> [Given data]
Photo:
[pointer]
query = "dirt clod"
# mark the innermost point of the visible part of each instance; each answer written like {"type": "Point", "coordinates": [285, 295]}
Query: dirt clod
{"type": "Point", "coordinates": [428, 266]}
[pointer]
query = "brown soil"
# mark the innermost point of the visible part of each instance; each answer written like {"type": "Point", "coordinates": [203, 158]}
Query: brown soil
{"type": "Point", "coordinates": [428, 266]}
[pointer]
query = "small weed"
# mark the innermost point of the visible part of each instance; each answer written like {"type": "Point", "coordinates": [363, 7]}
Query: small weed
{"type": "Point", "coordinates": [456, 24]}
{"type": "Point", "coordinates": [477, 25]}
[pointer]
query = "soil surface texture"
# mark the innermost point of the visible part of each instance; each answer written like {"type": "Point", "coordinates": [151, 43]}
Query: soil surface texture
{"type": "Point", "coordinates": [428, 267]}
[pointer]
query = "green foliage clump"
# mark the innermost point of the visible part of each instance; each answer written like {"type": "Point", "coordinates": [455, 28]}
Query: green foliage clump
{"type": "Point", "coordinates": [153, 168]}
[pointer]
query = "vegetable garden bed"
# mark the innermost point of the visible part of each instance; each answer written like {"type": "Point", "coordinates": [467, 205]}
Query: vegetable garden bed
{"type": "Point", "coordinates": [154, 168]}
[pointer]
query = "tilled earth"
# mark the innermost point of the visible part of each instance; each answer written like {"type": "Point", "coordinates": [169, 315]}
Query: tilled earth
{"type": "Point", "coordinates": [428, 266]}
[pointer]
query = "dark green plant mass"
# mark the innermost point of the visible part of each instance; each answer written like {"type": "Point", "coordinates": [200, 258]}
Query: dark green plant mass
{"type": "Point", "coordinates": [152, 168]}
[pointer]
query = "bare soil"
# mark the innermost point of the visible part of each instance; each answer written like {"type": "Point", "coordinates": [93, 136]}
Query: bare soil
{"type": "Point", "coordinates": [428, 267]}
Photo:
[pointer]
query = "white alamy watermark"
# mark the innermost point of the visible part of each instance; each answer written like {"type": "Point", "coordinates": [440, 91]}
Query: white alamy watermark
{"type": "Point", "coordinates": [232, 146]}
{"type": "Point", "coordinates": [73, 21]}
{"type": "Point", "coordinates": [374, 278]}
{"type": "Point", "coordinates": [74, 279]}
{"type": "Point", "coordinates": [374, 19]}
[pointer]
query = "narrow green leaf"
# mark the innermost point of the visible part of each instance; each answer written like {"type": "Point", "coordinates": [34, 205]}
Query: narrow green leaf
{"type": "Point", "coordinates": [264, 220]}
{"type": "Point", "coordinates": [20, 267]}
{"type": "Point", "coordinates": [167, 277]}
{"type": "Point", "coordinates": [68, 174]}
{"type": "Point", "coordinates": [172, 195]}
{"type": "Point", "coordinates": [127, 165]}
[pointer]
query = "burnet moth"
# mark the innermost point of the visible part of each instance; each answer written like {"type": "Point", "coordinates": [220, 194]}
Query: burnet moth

> [What this task involves] Reproduce all the data word for word.

> [Answer in full]
Photo:
[pointer]
query = "dirt clod"
# mark the innermost point of the visible part of each instance; each answer written like {"type": "Point", "coordinates": [285, 295]}
Query: dirt clod
{"type": "Point", "coordinates": [428, 266]}
[pointer]
query = "brown soil"
# mark the innermost point of the visible part of each instance; each answer written like {"type": "Point", "coordinates": [203, 158]}
Query: brown soil
{"type": "Point", "coordinates": [428, 266]}
[pointer]
query = "small weed"
# mark the innermost point of the visible part of each instance; each answer written like {"type": "Point", "coordinates": [363, 7]}
Query: small weed
{"type": "Point", "coordinates": [456, 24]}
{"type": "Point", "coordinates": [477, 25]}
[pointer]
query = "soil surface texture"
# mark the innermost point of the visible part of each instance; each answer written like {"type": "Point", "coordinates": [151, 43]}
Query: soil surface texture
{"type": "Point", "coordinates": [428, 267]}
[pointer]
query = "green foliage clump"
# mark the innermost point of the visible part of each instance; each answer written like {"type": "Point", "coordinates": [455, 28]}
Query: green foliage clump
{"type": "Point", "coordinates": [153, 168]}
[pointer]
query = "vegetable garden bed"
# mark the innermost point of the visible part of each instance; each answer written like {"type": "Point", "coordinates": [467, 205]}
Query: vegetable garden bed
{"type": "Point", "coordinates": [154, 168]}
[pointer]
query = "tilled earth"
# mark the innermost point of the visible part of each instance; each answer written like {"type": "Point", "coordinates": [169, 315]}
Query: tilled earth
{"type": "Point", "coordinates": [428, 266]}
[pointer]
query = "dark green plant mass"
# mark the innermost point of the visible part of each instance; each answer written like {"type": "Point", "coordinates": [200, 258]}
Query: dark green plant mass
{"type": "Point", "coordinates": [152, 168]}
[pointer]
query = "bare soil"
# mark the innermost point of the visible part of each instance; each answer written like {"type": "Point", "coordinates": [93, 136]}
Query: bare soil
{"type": "Point", "coordinates": [428, 267]}
Photo:
[pointer]
query = "white alamy watermark"
# mark the innermost point of the visible part of each instance; each answer written like {"type": "Point", "coordinates": [440, 91]}
Query: white alamy watermark
{"type": "Point", "coordinates": [232, 146]}
{"type": "Point", "coordinates": [73, 21]}
{"type": "Point", "coordinates": [374, 278]}
{"type": "Point", "coordinates": [74, 279]}
{"type": "Point", "coordinates": [374, 19]}
[pointer]
query = "narrow green leaf"
# mark the innermost point of the visible part of each instance; each answer written like {"type": "Point", "coordinates": [34, 205]}
Query: narrow green leaf
{"type": "Point", "coordinates": [264, 220]}
{"type": "Point", "coordinates": [20, 267]}
{"type": "Point", "coordinates": [167, 277]}
{"type": "Point", "coordinates": [68, 174]}
{"type": "Point", "coordinates": [172, 195]}
{"type": "Point", "coordinates": [127, 165]}
[pointer]
query = "burnet moth"
# mark the innermost point of the visible part of each instance; each answer written like {"type": "Point", "coordinates": [220, 194]}
Query: burnet moth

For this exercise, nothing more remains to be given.